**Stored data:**
--- --- ---
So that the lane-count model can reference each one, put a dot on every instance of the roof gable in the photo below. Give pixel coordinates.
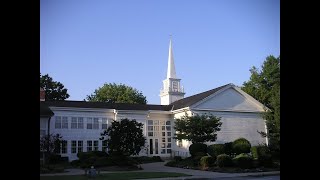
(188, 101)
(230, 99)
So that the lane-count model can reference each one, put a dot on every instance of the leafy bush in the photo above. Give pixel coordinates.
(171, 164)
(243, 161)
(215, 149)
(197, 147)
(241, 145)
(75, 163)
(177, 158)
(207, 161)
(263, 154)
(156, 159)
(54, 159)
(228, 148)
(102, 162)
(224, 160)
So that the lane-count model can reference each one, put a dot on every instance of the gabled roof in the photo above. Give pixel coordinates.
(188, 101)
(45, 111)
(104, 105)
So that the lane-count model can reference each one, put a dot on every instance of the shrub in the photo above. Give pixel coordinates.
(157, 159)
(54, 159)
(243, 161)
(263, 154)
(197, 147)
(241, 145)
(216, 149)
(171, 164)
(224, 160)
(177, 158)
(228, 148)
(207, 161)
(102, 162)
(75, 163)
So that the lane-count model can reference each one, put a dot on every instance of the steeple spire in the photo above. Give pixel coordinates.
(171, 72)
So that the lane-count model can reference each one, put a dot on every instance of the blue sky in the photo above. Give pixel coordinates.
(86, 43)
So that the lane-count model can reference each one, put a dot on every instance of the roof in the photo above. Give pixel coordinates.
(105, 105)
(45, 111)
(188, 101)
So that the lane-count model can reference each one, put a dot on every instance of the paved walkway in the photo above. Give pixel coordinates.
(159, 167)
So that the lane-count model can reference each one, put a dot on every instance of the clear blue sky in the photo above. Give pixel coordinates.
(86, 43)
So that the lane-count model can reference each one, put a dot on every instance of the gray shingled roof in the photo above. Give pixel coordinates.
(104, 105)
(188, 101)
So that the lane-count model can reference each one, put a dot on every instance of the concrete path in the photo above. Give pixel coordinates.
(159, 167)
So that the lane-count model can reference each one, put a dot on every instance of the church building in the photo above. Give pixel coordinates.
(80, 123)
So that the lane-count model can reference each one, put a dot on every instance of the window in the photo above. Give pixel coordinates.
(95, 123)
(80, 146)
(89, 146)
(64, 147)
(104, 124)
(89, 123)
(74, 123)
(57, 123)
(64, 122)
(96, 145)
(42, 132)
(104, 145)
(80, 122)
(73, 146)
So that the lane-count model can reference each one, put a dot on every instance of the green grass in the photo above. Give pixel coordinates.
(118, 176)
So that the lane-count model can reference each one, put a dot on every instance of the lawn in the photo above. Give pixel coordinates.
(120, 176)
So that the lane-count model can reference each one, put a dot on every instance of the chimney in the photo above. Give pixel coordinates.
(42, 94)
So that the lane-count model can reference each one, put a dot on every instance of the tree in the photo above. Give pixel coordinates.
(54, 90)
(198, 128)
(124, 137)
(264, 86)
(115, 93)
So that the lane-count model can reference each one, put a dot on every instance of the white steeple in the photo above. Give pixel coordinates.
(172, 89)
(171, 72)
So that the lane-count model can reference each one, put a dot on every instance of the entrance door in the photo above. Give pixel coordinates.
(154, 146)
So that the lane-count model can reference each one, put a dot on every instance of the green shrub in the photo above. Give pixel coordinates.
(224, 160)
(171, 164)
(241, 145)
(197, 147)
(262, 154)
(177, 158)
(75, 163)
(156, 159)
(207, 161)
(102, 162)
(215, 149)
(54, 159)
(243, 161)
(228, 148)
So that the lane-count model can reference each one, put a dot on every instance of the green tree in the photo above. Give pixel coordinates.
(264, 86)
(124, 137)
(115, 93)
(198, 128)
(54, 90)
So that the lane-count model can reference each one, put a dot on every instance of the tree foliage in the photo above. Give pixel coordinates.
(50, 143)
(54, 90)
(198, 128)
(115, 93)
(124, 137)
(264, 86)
--- --- ---
**PROBLEM DESCRIPTION:** Return the material word for word. Pictures are not part of the copy.

**ANSWER IN FULL:**
So that the lane-count model can reference each one, put a dot on every instance of the roof gable in the photo below. Give pixel coordinates.
(188, 101)
(230, 99)
So that the lane-count model can reference each one, put a dot on every instance of the leafy bush in the photo above. Give pixel coordinates.
(171, 164)
(243, 161)
(215, 149)
(197, 147)
(241, 145)
(75, 163)
(177, 158)
(207, 161)
(263, 154)
(156, 159)
(54, 159)
(228, 148)
(102, 162)
(224, 160)
So that the lane-count model can reference each one, put a dot on every instance of the gabled roof in the photo above. Give pixel coordinates.
(188, 101)
(45, 111)
(104, 105)
So that the lane-count model can reference each one, put a dot on every instance of the shrub in the photo above. Give pixel coordinates.
(157, 159)
(54, 159)
(243, 161)
(263, 154)
(197, 147)
(241, 145)
(216, 149)
(171, 164)
(224, 160)
(177, 158)
(228, 148)
(207, 161)
(102, 162)
(75, 163)
So that the lane-count model can reference each one, put a dot on every instance of the steeple spire in the photo above. Give pixel coordinates.
(171, 72)
So that the lane-count model can reference each one, put a dot on every instance of the blue sky in the photo above. Give pixel coordinates.
(86, 43)
So that the lane-count model can reference each one, put a dot on every instance of the roof in the photo above. Give pixel coordinates.
(105, 105)
(45, 111)
(188, 101)
So that the lane-count model can reference each one, put a dot on every instance of the paved walkway in the photo above. Give pixel coordinates.
(159, 167)
So that the lane-count model can reference each one, put a dot on every instance of the clear blue sky in the photo above. Give pixel coordinates.
(86, 43)
So that the lane-count model can reference each one, put a dot on every instance of the gray shingled roof in the photo above. Give pixel coordinates.
(104, 105)
(188, 101)
So that the lane-count model can reference each one, put a dot on every instance of the concrete path in the photo above. Give pixel coordinates.
(159, 167)
So that the lane-count model can reference each one, put a dot on every instance of the church building in the photo above. Give pixel coordinates.
(80, 123)
So that the lane-count model can reference each one, put a dot on every instance of the window in the photo above. Give pixel coordinates.
(95, 123)
(80, 146)
(89, 146)
(64, 147)
(104, 124)
(89, 123)
(74, 123)
(57, 123)
(64, 122)
(96, 145)
(42, 132)
(104, 145)
(80, 122)
(73, 146)
So that the lane-count model can reference each one, put a dot on every instance of the green grass in the photo above. Give pixel coordinates.
(118, 176)
So that the lane-count model can reference each one, put a dot on every instance of the lawn in the photo above. Give pixel coordinates.
(120, 176)
So that the lane-count model can reference each one, put a dot on every instance of the chimney in the photo above. Give pixel coordinates.
(42, 94)
So that the lane-count model can reference each one, put a dot on every instance of the tree in the photo above. Give pixel coordinates.
(54, 90)
(198, 128)
(124, 137)
(264, 86)
(115, 93)
So that the lane-count model can reference each one, put a dot on every instance of the white steeple in the photo above. Give pixel coordinates.
(172, 89)
(171, 72)
So that the lane-count model can reference each one, put a dot on every instance of the entrance door in the photo above. Give pixel coordinates.
(154, 146)
So that the lane-count model can reference each one, put a dot on every instance of the green shrub in the photo above. Give pixel coordinates.
(224, 160)
(171, 164)
(241, 145)
(197, 147)
(262, 154)
(177, 158)
(75, 163)
(156, 159)
(207, 161)
(102, 162)
(215, 149)
(54, 159)
(243, 161)
(228, 148)
So that the lane-count model can reference each one, put a dot on every instance of the green tree in the photo above. Give pixel coordinates.
(264, 86)
(124, 137)
(115, 93)
(198, 128)
(54, 90)
So that the lane-count model can reference each one, put a dot on every instance of the tree foliage in the photo above. Give pixel coordinates.
(50, 143)
(54, 90)
(198, 128)
(115, 93)
(124, 137)
(264, 86)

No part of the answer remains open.